* _What needs to be done_: Transcribe the records below exactly.

[Data entries]
----------------

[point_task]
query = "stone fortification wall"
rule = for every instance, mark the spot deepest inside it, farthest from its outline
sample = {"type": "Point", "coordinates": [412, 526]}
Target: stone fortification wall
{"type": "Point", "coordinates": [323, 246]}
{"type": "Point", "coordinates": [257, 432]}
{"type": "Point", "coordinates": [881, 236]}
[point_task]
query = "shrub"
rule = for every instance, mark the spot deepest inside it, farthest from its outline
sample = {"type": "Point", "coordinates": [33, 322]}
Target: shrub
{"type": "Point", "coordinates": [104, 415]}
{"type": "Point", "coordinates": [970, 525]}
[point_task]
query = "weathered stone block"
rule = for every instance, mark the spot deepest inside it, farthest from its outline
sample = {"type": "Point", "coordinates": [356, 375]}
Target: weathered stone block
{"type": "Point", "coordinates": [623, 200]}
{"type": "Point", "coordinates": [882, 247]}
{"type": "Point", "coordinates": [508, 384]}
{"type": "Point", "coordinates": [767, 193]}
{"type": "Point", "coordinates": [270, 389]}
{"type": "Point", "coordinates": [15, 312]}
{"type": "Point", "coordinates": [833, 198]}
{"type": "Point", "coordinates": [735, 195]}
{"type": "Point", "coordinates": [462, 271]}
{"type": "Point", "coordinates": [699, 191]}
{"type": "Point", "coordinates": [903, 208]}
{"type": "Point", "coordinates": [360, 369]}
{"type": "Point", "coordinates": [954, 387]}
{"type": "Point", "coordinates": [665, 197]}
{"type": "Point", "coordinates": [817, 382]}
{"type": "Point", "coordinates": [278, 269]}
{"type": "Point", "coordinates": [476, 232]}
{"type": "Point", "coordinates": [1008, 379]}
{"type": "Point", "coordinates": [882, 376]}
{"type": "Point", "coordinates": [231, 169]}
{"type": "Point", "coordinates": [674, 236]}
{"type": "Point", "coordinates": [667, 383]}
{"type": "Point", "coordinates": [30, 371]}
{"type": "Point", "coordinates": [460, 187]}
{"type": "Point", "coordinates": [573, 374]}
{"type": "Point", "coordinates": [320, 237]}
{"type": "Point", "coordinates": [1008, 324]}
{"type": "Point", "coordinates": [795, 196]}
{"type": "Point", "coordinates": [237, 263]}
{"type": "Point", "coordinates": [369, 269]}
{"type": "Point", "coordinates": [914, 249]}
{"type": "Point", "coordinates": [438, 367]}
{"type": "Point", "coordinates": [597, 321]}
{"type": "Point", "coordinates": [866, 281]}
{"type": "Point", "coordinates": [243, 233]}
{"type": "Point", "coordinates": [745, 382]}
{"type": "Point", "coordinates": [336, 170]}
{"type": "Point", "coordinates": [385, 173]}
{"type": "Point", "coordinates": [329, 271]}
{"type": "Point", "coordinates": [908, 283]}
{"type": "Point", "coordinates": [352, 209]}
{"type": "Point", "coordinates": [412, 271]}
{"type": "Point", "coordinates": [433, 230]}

----------------

* _Task response_:
[point_task]
query = "stone fortification wall"
rule = for every instance, mark the spot deepest inside it, farthest from its outline
sample = {"type": "Point", "coordinates": [412, 526]}
Target: stone fortification wall
{"type": "Point", "coordinates": [323, 246]}
{"type": "Point", "coordinates": [257, 432]}
{"type": "Point", "coordinates": [881, 236]}
[point_task]
query = "shrub"
rule = for every instance, mark the spot deepest inside it, farthest from its outline
sample = {"type": "Point", "coordinates": [33, 322]}
Target: shrub
{"type": "Point", "coordinates": [104, 415]}
{"type": "Point", "coordinates": [970, 525]}
[point_task]
query = "weathered stone block"
rule = for every instance, mark the spot deepest inside it, farthest from its outline
sample = {"type": "Point", "coordinates": [356, 375]}
Target: weathered stone block
{"type": "Point", "coordinates": [623, 200]}
{"type": "Point", "coordinates": [882, 247]}
{"type": "Point", "coordinates": [508, 384]}
{"type": "Point", "coordinates": [767, 193]}
{"type": "Point", "coordinates": [270, 389]}
{"type": "Point", "coordinates": [15, 312]}
{"type": "Point", "coordinates": [833, 198]}
{"type": "Point", "coordinates": [735, 195]}
{"type": "Point", "coordinates": [462, 271]}
{"type": "Point", "coordinates": [699, 191]}
{"type": "Point", "coordinates": [903, 208]}
{"type": "Point", "coordinates": [360, 369]}
{"type": "Point", "coordinates": [954, 387]}
{"type": "Point", "coordinates": [665, 197]}
{"type": "Point", "coordinates": [817, 382]}
{"type": "Point", "coordinates": [278, 269]}
{"type": "Point", "coordinates": [476, 232]}
{"type": "Point", "coordinates": [1008, 379]}
{"type": "Point", "coordinates": [882, 376]}
{"type": "Point", "coordinates": [231, 169]}
{"type": "Point", "coordinates": [674, 236]}
{"type": "Point", "coordinates": [667, 383]}
{"type": "Point", "coordinates": [30, 371]}
{"type": "Point", "coordinates": [460, 187]}
{"type": "Point", "coordinates": [573, 374]}
{"type": "Point", "coordinates": [320, 237]}
{"type": "Point", "coordinates": [1008, 324]}
{"type": "Point", "coordinates": [795, 196]}
{"type": "Point", "coordinates": [237, 263]}
{"type": "Point", "coordinates": [369, 269]}
{"type": "Point", "coordinates": [914, 249]}
{"type": "Point", "coordinates": [438, 367]}
{"type": "Point", "coordinates": [597, 321]}
{"type": "Point", "coordinates": [866, 281]}
{"type": "Point", "coordinates": [243, 233]}
{"type": "Point", "coordinates": [745, 382]}
{"type": "Point", "coordinates": [336, 170]}
{"type": "Point", "coordinates": [385, 173]}
{"type": "Point", "coordinates": [329, 271]}
{"type": "Point", "coordinates": [908, 283]}
{"type": "Point", "coordinates": [352, 209]}
{"type": "Point", "coordinates": [412, 271]}
{"type": "Point", "coordinates": [433, 230]}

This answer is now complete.